» Задание:
Продолжите статью о просчетах советского руководства в 1941 году, начав сразу после ее последнего предложения.

» Статья:

Говоря о довольно длительном состоянии шока, в котором пребывало советское руководство, нельзя забывать о принятом в октябре 1941 г. решении сдать Москву, плане уничтожения ее важнейших объектов, фактическом начале осуществления этих планов. Пишут как о подвиге: Сталин остался в Москве и в октябре, и ноябре 1941 г. Напомним, что решение о его выезде в Куйбышев было принято, и он был готов покинуть Москву в любой момент, но и оставаясь в ней, он отнюдь не рисковал своей жизнью.
Вполне естественно встает вопрос, кто виноват в том, что противник напал внезапно и широко использовал это в своих интересах. С 1941 г. в литературе прослеживается стремление возложить всю ответственность на германский фашизм. Но внезапность немыслима без просчетов защищающейся стороны. Крах своей веры в фашизм и Гитлера Сталин долго не признавал. Лишь в обращении к народу 9 мая 1945 г. он заявит: «Зная волчью повадку немецких заправил, считающих договора и соглашения пустой бумажкой, мы не имеем основания верить им на слово». Воспользуемся этой метафорой. Умный скотовод никогда не сетует на волка — он знает его «повадки». Он делает крепкую ограду для скота, нанимает надежных пастухов, заводит собак, организует отстрелы хищников. Если б верховный пастырь советского народа поступил так, РККА не пустила бы зверей на территорию СССР, и не пришлось бы считать потери среди мирного населения и колоссальные разрушения.

Записи, взятые из коллекции:
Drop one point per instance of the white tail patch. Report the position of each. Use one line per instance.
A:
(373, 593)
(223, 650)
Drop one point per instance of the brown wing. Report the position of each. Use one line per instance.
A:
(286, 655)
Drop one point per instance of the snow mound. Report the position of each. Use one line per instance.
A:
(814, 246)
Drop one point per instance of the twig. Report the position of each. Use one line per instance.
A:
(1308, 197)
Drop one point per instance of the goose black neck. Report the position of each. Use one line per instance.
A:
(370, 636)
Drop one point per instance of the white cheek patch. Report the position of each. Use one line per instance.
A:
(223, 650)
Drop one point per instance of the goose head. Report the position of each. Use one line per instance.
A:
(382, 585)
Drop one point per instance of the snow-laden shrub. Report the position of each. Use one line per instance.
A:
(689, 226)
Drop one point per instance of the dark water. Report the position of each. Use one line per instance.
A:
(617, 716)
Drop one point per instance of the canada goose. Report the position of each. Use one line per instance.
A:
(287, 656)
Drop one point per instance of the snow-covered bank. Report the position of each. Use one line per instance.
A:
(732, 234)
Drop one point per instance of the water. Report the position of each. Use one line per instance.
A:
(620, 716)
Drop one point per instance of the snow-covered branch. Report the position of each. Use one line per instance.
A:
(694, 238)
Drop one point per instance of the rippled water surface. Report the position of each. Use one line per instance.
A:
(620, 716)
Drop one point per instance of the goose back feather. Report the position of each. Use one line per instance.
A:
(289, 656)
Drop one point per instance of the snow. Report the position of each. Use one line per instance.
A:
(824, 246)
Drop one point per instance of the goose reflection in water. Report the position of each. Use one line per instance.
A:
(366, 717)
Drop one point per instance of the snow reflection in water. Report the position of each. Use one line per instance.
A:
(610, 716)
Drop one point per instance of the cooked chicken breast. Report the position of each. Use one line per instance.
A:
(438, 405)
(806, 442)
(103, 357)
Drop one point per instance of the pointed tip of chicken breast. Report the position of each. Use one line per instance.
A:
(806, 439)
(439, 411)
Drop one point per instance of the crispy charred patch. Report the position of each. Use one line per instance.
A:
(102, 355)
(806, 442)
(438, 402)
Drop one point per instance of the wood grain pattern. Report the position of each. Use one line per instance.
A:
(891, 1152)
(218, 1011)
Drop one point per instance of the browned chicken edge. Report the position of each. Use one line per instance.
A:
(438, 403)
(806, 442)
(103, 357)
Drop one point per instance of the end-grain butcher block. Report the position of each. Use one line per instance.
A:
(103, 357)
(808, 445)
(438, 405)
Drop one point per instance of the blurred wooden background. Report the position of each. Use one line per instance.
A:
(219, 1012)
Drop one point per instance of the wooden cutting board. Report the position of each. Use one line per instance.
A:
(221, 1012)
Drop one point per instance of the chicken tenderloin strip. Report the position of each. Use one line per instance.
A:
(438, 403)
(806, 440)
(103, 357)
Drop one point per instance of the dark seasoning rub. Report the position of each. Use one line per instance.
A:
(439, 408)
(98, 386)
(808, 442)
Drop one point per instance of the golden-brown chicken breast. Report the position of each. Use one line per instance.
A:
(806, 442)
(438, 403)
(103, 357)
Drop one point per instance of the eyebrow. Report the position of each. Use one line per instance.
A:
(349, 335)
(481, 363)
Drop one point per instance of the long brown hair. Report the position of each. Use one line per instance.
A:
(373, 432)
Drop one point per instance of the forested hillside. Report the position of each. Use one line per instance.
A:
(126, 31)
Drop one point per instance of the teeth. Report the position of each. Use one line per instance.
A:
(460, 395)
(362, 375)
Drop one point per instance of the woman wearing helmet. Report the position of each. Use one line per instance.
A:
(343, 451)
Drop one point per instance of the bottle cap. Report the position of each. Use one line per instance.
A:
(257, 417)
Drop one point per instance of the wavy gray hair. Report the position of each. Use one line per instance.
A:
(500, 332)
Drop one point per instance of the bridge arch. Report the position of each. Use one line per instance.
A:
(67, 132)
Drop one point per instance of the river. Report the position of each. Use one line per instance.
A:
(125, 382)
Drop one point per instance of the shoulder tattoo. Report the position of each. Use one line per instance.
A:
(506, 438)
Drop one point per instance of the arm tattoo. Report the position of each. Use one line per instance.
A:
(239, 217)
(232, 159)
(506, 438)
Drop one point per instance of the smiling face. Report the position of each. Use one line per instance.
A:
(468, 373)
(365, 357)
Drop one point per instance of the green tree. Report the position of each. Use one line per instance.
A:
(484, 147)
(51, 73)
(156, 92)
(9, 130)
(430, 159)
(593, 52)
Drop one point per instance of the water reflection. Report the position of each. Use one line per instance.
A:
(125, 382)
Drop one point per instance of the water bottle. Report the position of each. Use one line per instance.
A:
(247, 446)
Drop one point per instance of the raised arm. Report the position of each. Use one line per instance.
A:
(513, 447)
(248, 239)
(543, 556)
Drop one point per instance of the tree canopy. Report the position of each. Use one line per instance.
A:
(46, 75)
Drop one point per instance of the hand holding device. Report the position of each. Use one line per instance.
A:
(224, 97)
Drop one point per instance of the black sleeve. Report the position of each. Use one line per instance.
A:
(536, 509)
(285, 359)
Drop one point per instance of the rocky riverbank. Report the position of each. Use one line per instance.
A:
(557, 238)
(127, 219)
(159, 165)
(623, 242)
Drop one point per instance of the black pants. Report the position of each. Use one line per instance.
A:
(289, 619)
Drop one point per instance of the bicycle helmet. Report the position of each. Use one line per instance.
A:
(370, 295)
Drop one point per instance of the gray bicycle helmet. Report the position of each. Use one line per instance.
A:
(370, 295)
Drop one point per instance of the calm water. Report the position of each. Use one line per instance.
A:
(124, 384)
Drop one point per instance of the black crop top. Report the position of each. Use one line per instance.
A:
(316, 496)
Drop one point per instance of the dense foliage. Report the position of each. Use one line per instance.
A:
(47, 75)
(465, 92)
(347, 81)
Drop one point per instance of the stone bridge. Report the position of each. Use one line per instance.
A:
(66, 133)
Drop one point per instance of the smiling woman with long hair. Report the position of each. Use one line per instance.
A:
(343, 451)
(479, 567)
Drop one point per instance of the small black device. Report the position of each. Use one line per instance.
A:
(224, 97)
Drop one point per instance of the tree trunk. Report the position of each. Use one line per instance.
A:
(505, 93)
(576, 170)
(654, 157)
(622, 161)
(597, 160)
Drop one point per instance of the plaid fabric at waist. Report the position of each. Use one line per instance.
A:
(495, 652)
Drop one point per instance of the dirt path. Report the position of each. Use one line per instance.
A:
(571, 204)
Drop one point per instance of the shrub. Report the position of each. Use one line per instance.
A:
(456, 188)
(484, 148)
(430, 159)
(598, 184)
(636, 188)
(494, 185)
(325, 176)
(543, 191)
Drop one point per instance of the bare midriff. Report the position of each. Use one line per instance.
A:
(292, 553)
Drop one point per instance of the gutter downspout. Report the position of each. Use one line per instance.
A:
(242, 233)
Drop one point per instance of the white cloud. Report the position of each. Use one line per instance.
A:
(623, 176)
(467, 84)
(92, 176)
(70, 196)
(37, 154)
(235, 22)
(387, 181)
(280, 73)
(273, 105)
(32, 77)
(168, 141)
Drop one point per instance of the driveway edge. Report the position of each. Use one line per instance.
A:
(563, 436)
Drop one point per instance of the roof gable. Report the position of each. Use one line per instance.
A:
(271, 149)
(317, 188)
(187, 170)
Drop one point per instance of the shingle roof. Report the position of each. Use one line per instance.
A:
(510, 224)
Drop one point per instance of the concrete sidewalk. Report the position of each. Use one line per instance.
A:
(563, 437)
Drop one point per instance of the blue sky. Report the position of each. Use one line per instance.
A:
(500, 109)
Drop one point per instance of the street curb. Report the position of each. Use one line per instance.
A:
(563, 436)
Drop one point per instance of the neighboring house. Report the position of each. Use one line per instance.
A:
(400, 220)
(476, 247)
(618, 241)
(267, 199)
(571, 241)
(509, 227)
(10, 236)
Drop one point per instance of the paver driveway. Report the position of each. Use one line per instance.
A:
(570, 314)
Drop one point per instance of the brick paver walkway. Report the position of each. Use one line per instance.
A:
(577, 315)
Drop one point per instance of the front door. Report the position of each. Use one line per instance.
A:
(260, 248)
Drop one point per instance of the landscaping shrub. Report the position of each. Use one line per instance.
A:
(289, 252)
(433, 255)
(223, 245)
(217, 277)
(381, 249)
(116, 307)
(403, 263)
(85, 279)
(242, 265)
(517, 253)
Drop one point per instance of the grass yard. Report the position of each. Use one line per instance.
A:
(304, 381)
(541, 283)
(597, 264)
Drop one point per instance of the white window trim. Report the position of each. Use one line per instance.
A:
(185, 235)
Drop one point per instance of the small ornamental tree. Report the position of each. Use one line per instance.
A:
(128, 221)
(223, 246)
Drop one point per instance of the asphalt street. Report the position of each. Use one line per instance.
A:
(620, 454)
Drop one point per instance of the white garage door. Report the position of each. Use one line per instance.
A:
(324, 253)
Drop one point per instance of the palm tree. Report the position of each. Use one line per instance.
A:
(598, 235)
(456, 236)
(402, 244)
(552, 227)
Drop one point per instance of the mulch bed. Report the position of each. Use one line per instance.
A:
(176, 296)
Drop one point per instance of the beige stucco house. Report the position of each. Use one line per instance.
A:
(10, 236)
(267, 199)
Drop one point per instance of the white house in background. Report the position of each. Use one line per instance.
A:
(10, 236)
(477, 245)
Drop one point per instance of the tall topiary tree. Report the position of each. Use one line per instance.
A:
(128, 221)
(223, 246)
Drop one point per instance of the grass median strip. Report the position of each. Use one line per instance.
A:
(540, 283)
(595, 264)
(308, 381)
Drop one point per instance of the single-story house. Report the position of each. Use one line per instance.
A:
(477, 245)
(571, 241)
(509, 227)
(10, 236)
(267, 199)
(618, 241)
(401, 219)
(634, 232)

» Ответ:
Имея в виду обороняющуюся сторону, главным виновником внезапности необходимо считать Сталина. Обладая исключительной властью, он не только не разрешил военным выполнять элементарные требования уставов, но и категорически запретил это делать, установив над Вооруженными Силами мелочный контроль в первую очередь с помощью Берии и Мехлиса. Нельзя согласиться с мнением Симонова об «ответственности общества, нашей собственной ответственности». Она не может быть безликой; когда виноваты все, виноватых нет! Главную вину в преступных просчетах несут также Молотов и близкие советники «вождя».
Ответственность за внезапность сильно отягощается одним обстоятельством. Проблема первого удара стара, как сами войны, как литература о них. По мнению Жомини, после изобретения огнестрельного оружия производить внезапное нападение стало весьма затруднительно. Оно бывает возможным лишь в том случае, если армия забудет основные требования полевой службы, и ей самой придется выполнять роль передовых постов. Меры против внезапного нападения, подчеркивает историк, имеются в уставах всех армий (написано в 1837 г.). Их только надо в точности исполнять. «Кому нужен полководец, усыпляющий бдительность своей армии», — восклицал сам Сталин[223]. Эта мысль в 30-е гг. была отражена в советских армейских уставах, получила разработку в трудах ученых, в том числе и на опыте вермахта 1939–1941 гг., и даже на опыте самой Красной Армии, например, в боях у Хасана.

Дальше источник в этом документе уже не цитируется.